Excerpted records
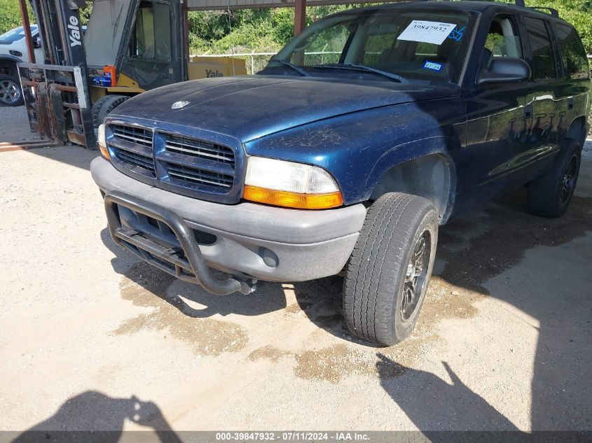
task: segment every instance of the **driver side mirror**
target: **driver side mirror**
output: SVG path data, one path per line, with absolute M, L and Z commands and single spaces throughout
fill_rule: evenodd
M 530 66 L 522 59 L 495 57 L 487 71 L 481 71 L 477 85 L 514 83 L 530 78 Z

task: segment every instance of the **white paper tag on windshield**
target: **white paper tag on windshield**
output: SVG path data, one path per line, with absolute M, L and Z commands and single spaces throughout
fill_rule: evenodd
M 413 20 L 397 39 L 441 45 L 455 27 L 456 24 L 452 23 Z

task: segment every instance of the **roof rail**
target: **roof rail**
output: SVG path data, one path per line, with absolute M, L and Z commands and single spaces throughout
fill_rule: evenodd
M 535 9 L 547 13 L 551 17 L 559 18 L 559 12 L 553 8 L 546 8 L 544 6 L 527 6 L 524 4 L 524 0 L 514 0 L 514 3 L 516 6 L 522 6 L 523 8 L 528 8 L 528 9 Z
M 518 1 L 522 1 L 523 0 L 518 0 Z M 528 6 L 529 9 L 536 9 L 537 10 L 542 10 L 543 12 L 548 13 L 551 14 L 551 17 L 555 17 L 556 18 L 559 18 L 559 11 L 553 8 L 545 8 L 544 6 Z

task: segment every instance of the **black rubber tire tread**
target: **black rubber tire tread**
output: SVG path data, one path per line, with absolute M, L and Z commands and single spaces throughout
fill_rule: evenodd
M 10 80 L 16 83 L 17 86 L 18 86 L 18 88 L 20 90 L 20 97 L 19 97 L 18 100 L 17 100 L 14 103 L 5 103 L 4 101 L 0 101 L 0 106 L 15 107 L 20 106 L 25 104 L 25 98 L 22 94 L 22 90 L 20 89 L 20 82 L 19 81 L 18 78 L 15 78 L 13 76 L 8 76 L 6 74 L 0 74 L 0 81 L 2 81 L 3 80 Z
M 128 100 L 126 95 L 105 95 L 92 104 L 92 125 L 96 131 L 109 113 L 117 106 Z
M 577 157 L 576 183 L 574 187 L 577 184 L 581 163 L 581 145 L 577 140 L 569 139 L 563 153 L 559 154 L 553 167 L 528 184 L 528 209 L 532 213 L 541 217 L 556 218 L 565 213 L 570 206 L 571 197 L 565 204 L 560 204 L 560 185 L 567 164 L 574 155 Z
M 394 323 L 399 288 L 402 288 L 410 250 L 423 220 L 432 225 L 429 280 L 437 244 L 437 215 L 428 200 L 415 195 L 391 192 L 376 200 L 347 265 L 343 282 L 343 315 L 347 328 L 362 339 L 383 346 L 404 339 L 413 330 L 422 297 L 406 335 L 397 337 Z M 426 287 L 427 283 L 426 283 Z M 424 295 L 425 295 L 424 291 Z

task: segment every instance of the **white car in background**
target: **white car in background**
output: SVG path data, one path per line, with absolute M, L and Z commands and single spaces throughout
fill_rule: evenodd
M 43 62 L 43 52 L 36 24 L 31 25 L 31 36 L 37 63 Z M 0 104 L 18 106 L 23 103 L 16 64 L 28 63 L 25 29 L 20 26 L 0 36 Z

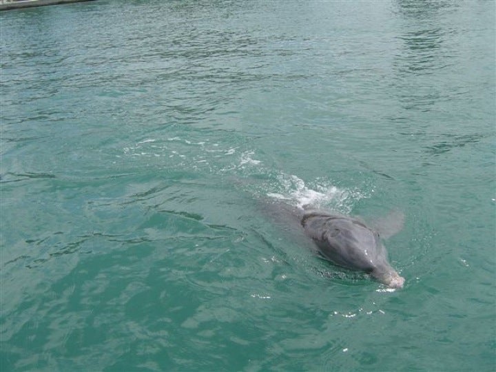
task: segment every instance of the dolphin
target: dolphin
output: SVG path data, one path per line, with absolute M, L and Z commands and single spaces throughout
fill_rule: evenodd
M 282 220 L 292 222 L 303 229 L 315 243 L 318 253 L 333 263 L 369 273 L 390 288 L 402 288 L 404 278 L 391 266 L 382 238 L 387 238 L 399 231 L 404 216 L 393 212 L 378 219 L 373 227 L 359 218 L 353 218 L 305 206 L 302 209 L 286 203 L 273 203 L 271 214 L 278 213 Z M 276 212 L 276 211 L 278 211 Z M 290 218 L 289 216 L 291 217 Z

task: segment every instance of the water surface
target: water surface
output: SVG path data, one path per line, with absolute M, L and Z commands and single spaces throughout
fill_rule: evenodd
M 0 14 L 2 371 L 493 371 L 495 4 Z M 266 203 L 373 221 L 402 291 Z

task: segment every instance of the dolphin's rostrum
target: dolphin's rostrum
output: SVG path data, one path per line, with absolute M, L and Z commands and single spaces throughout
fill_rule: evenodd
M 302 214 L 301 225 L 324 258 L 369 273 L 391 288 L 403 287 L 404 278 L 389 265 L 379 233 L 362 221 L 311 209 Z

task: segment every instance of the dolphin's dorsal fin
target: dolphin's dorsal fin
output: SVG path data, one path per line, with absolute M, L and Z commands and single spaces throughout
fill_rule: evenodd
M 382 238 L 387 239 L 403 228 L 404 214 L 400 211 L 393 210 L 384 217 L 374 219 L 369 225 L 375 229 Z

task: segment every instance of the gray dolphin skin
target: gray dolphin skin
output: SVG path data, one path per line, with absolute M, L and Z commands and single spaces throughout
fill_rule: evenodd
M 390 288 L 402 288 L 404 278 L 391 267 L 387 251 L 381 238 L 394 235 L 403 227 L 404 216 L 392 212 L 383 218 L 377 218 L 374 227 L 361 220 L 305 206 L 299 208 L 286 203 L 271 202 L 265 208 L 271 219 L 288 232 L 304 231 L 300 239 L 293 234 L 298 244 L 306 245 L 311 238 L 318 253 L 334 264 L 365 271 Z M 302 234 L 303 235 L 303 234 Z
M 306 210 L 301 225 L 322 256 L 336 265 L 370 273 L 391 288 L 404 278 L 391 267 L 379 233 L 356 218 L 325 211 Z

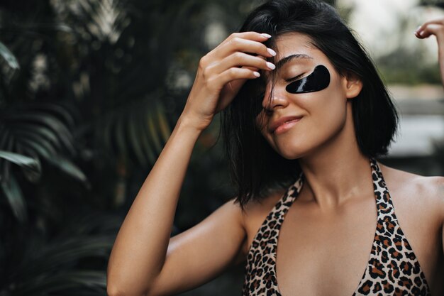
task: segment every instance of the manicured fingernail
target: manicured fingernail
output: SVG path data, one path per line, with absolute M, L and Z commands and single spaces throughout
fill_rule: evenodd
M 274 50 L 273 50 L 272 49 L 271 49 L 271 48 L 267 48 L 267 51 L 268 52 L 268 53 L 272 55 L 273 57 L 276 55 L 276 52 Z
M 267 67 L 268 67 L 269 68 L 270 68 L 271 70 L 274 70 L 276 69 L 276 66 L 274 64 L 272 64 L 270 62 L 267 62 Z

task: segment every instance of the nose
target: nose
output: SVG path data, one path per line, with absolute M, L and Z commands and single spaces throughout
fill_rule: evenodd
M 277 108 L 285 108 L 289 104 L 287 98 L 288 93 L 284 87 L 274 86 L 271 89 L 267 87 L 262 101 L 262 107 L 269 111 L 272 111 Z

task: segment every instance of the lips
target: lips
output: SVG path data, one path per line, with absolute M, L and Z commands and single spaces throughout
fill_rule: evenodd
M 274 120 L 272 121 L 271 124 L 269 125 L 268 130 L 270 133 L 273 133 L 274 131 L 276 131 L 276 129 L 280 126 L 282 126 L 285 124 L 287 124 L 292 121 L 299 121 L 299 119 L 301 119 L 301 118 L 302 118 L 301 116 L 281 117 L 277 120 Z

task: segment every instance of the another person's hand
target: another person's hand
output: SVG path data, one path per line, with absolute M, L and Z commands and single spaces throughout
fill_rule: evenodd
M 444 17 L 427 21 L 415 31 L 415 35 L 420 39 L 427 38 L 432 35 L 436 37 L 438 42 L 441 81 L 444 87 Z
M 204 130 L 214 115 L 231 102 L 247 80 L 257 78 L 259 70 L 274 70 L 274 65 L 265 60 L 276 55 L 262 43 L 269 36 L 235 33 L 204 56 L 182 116 Z

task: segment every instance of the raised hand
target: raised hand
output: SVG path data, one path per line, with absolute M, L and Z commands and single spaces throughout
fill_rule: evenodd
M 275 66 L 265 59 L 276 53 L 262 43 L 270 37 L 256 32 L 235 33 L 204 55 L 181 117 L 204 129 L 247 80 L 260 77 L 259 70 L 274 70 Z
M 444 18 L 427 21 L 415 31 L 415 35 L 420 39 L 427 38 L 432 35 L 436 37 L 438 42 L 441 82 L 444 87 Z

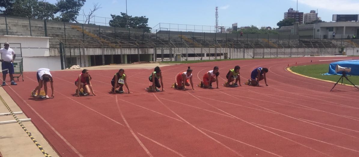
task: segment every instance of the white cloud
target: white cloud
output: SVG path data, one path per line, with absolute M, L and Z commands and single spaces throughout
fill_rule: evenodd
M 297 1 L 297 0 L 292 0 Z M 335 11 L 348 11 L 353 8 L 359 8 L 358 1 L 351 0 L 298 0 L 298 3 L 309 6 L 313 10 L 318 8 Z
M 227 4 L 227 5 L 226 5 L 224 6 L 221 6 L 220 7 L 219 7 L 219 9 L 228 9 L 228 8 L 229 8 L 229 5 Z

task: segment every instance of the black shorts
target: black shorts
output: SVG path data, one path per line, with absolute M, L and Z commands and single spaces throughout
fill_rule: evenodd
M 227 78 L 227 79 L 228 79 L 228 76 L 229 76 L 229 75 L 228 75 L 225 76 L 225 77 L 226 77 L 226 78 Z M 233 77 L 233 75 L 232 75 L 230 77 L 232 77 L 232 78 L 234 78 L 234 77 Z
M 40 76 L 39 76 L 39 73 L 36 73 L 36 78 L 37 78 L 37 82 L 39 82 L 39 81 L 40 81 Z

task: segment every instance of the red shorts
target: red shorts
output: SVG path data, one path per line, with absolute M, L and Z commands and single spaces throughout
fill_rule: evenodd
M 177 80 L 177 87 L 182 87 L 182 73 L 180 73 L 178 75 L 177 75 L 177 76 L 176 77 L 176 80 Z M 188 84 L 190 84 L 190 80 L 188 79 L 186 80 L 186 82 Z
M 208 76 L 207 76 L 207 74 L 206 73 L 203 76 L 203 85 L 205 86 L 209 86 L 209 85 L 208 84 L 209 81 L 209 80 L 208 80 Z

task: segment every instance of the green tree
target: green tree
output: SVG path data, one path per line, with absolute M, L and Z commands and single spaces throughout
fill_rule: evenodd
M 279 27 L 279 28 L 283 26 L 290 26 L 294 25 L 293 23 L 295 22 L 295 20 L 294 19 L 288 18 L 287 19 L 283 20 L 282 21 L 279 21 L 278 23 L 277 23 L 277 25 Z
M 237 31 L 233 31 L 232 33 L 239 33 L 241 30 L 243 32 L 243 34 L 278 34 L 278 32 L 274 30 L 267 29 L 265 28 L 260 29 L 253 25 L 251 26 L 251 27 L 249 28 L 240 29 Z
M 15 0 L 0 0 L 0 13 L 5 14 L 5 10 L 11 8 Z
M 325 21 L 322 21 L 322 20 L 315 20 L 314 21 L 311 21 L 311 22 L 309 22 L 306 23 L 305 23 L 304 24 L 314 24 L 315 23 L 321 23 L 321 22 L 326 22 Z
M 111 17 L 112 19 L 108 22 L 110 26 L 143 29 L 145 32 L 151 32 L 151 28 L 147 24 L 148 18 L 145 16 L 132 17 L 121 12 L 121 15 L 111 14 Z
M 17 0 L 10 2 L 13 3 L 8 3 L 8 7 L 3 12 L 9 15 L 37 19 L 51 19 L 58 10 L 55 5 L 43 1 Z
M 56 3 L 59 11 L 61 13 L 60 17 L 56 17 L 54 20 L 64 22 L 75 22 L 79 15 L 79 11 L 84 6 L 86 0 L 59 0 Z

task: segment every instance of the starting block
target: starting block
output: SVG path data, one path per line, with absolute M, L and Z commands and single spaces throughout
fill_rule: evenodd
M 112 88 L 111 88 L 111 89 L 110 90 L 110 91 L 112 92 Z M 124 92 L 123 90 L 120 91 L 119 90 L 115 90 L 115 92 L 116 92 L 116 93 L 123 93 Z
M 226 86 L 226 85 L 227 85 L 227 82 L 226 81 L 226 82 L 225 82 L 222 85 L 223 85 L 223 86 Z M 233 82 L 233 83 L 232 83 L 231 85 L 229 85 L 229 86 L 230 86 L 231 87 L 237 87 L 238 86 L 238 85 L 235 85 L 234 84 L 234 83 Z
M 246 85 L 250 85 L 249 80 L 247 80 L 246 81 L 246 82 L 244 82 L 244 84 Z
M 75 90 L 75 94 L 76 94 L 77 92 L 77 89 L 76 89 Z M 80 89 L 80 92 L 79 93 L 79 95 L 84 95 L 86 96 L 88 95 L 87 93 L 85 93 L 84 92 L 84 89 L 83 88 L 81 88 Z
M 145 89 L 148 90 L 149 90 L 150 91 L 154 91 L 153 87 L 152 87 L 152 86 L 149 86 L 148 87 L 148 88 L 146 88 Z M 156 87 L 155 87 L 155 89 L 156 90 L 156 91 L 159 91 L 159 90 L 158 89 L 157 89 L 157 88 L 156 88 Z
M 40 95 L 39 95 L 39 96 L 41 99 L 46 99 L 48 98 L 48 96 L 47 97 L 46 97 L 46 94 L 45 94 L 45 91 L 43 90 L 40 91 Z

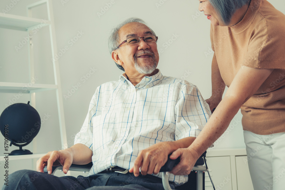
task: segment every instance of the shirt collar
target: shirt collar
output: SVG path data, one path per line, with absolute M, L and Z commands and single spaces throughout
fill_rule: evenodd
M 154 75 L 148 76 L 145 76 L 144 77 L 141 82 L 134 87 L 136 89 L 140 89 L 142 88 L 148 88 L 152 87 L 156 85 L 163 78 L 163 76 L 160 71 L 158 69 L 156 69 L 158 70 L 157 73 Z M 131 83 L 127 79 L 127 75 L 125 73 L 120 75 L 120 79 L 122 81 L 125 85 L 127 86 L 131 85 L 133 86 Z

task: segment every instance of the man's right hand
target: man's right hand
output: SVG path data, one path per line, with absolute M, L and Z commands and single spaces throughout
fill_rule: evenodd
M 63 166 L 64 173 L 66 174 L 72 164 L 73 160 L 72 153 L 69 148 L 59 151 L 49 152 L 37 161 L 36 170 L 38 171 L 43 172 L 44 168 L 47 166 L 48 173 L 50 174 L 53 166 L 61 165 Z

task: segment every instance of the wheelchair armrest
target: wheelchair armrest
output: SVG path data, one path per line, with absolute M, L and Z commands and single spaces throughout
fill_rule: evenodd
M 172 160 L 170 159 L 169 157 L 171 154 L 170 154 L 168 155 L 168 158 L 167 161 L 165 164 L 163 165 L 160 169 L 159 170 L 159 172 L 164 172 L 164 171 L 170 171 L 172 170 L 172 169 L 180 162 L 180 158 L 178 157 L 176 160 Z M 200 157 L 197 160 L 195 165 L 194 165 L 194 167 L 197 166 L 202 166 L 204 165 L 205 162 L 204 159 L 202 157 Z M 194 168 L 198 168 L 195 167 Z M 195 170 L 193 169 L 193 170 Z
M 93 165 L 93 164 L 92 163 L 92 162 L 87 164 L 83 165 L 72 164 L 69 167 L 69 171 L 82 172 L 89 171 Z M 56 171 L 58 169 L 62 170 L 63 167 L 61 165 L 56 166 L 52 166 L 51 174 L 52 175 L 54 175 Z M 46 166 L 44 168 L 44 172 L 45 173 L 48 173 L 48 170 L 47 169 Z

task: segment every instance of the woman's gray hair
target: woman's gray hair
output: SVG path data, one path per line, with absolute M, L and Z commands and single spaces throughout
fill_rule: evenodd
M 209 0 L 210 3 L 226 25 L 229 23 L 237 10 L 251 0 Z
M 120 42 L 119 42 L 119 31 L 121 28 L 125 24 L 129 23 L 130 23 L 137 22 L 140 23 L 145 24 L 148 27 L 148 26 L 145 22 L 144 21 L 138 18 L 135 17 L 131 17 L 127 19 L 123 22 L 120 23 L 117 26 L 113 28 L 111 31 L 111 33 L 109 37 L 109 39 L 108 40 L 108 46 L 109 47 L 109 51 L 110 54 L 112 54 L 112 52 L 114 50 L 117 49 L 118 46 Z M 148 27 L 150 31 L 152 32 L 154 35 L 156 35 L 155 33 L 153 30 L 152 30 L 149 27 Z M 115 62 L 115 63 L 116 63 Z M 116 63 L 117 66 L 119 68 L 124 71 L 125 71 L 125 69 L 121 65 L 120 65 L 117 63 Z

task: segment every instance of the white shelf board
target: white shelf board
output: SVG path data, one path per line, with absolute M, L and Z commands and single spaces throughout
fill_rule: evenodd
M 8 156 L 9 160 L 17 160 L 24 159 L 33 159 L 33 158 L 39 158 L 46 154 L 46 153 L 40 154 L 34 154 L 28 155 L 17 155 L 16 156 Z M 0 161 L 5 161 L 5 156 L 0 156 Z
M 50 24 L 49 21 L 0 13 L 1 28 L 26 31 L 38 24 L 44 26 Z
M 54 84 L 32 84 L 0 82 L 0 92 L 28 93 L 57 89 Z
M 247 151 L 245 148 L 212 149 L 209 148 L 207 150 L 206 157 L 225 156 L 246 156 Z

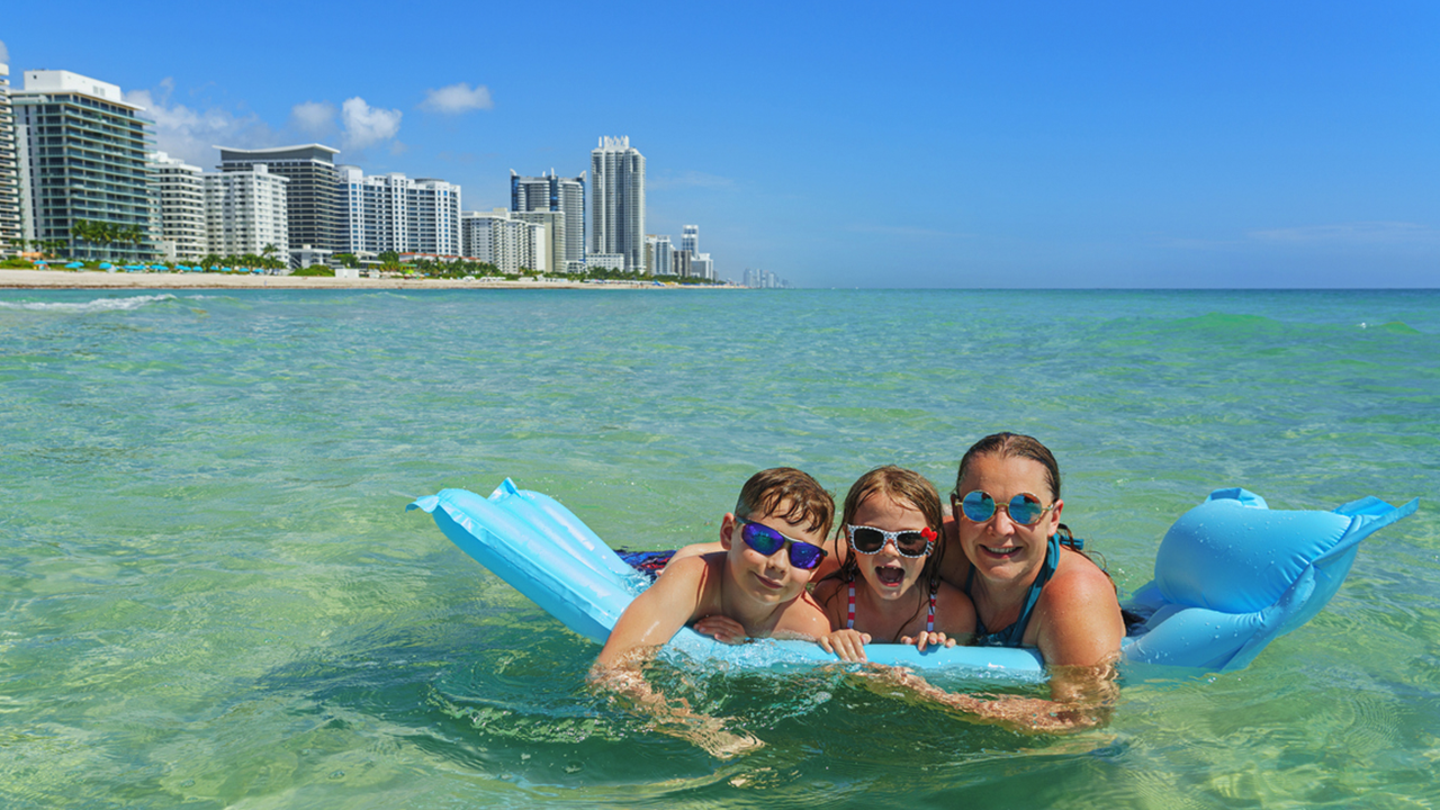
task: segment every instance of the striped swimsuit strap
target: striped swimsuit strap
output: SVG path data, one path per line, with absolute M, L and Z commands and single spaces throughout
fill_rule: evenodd
M 924 617 L 924 631 L 935 633 L 935 591 L 937 582 L 930 582 L 930 610 Z M 845 608 L 845 630 L 855 628 L 855 584 L 850 584 L 850 605 Z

What is required
Rewrite the data between the lines holding "task: segment every instance of the wheelchair" and "M 172 160 L", inclusive, with "armrest" changed to "arm pad" and nothing else altered. Return only those lines.

Exercise response
task: segment every instance of the wheelchair arm pad
target: wheelchair arm pad
output: SVG path data, one path per line, with absolute M, L and Z commands and single spaces throughout
fill_rule: evenodd
M 172 160 L 170 159 L 169 157 L 171 154 L 170 154 L 168 155 L 168 158 L 167 161 L 165 164 L 163 165 L 160 169 L 159 170 L 159 172 L 164 172 L 164 171 L 170 171 L 172 170 L 172 169 L 180 162 L 180 158 L 178 157 L 176 160 Z M 200 157 L 197 160 L 195 165 L 194 165 L 194 167 L 197 166 L 202 166 L 204 165 L 205 162 L 204 159 L 202 157 Z M 194 168 L 198 168 L 195 167 Z M 195 170 L 193 169 L 193 170 Z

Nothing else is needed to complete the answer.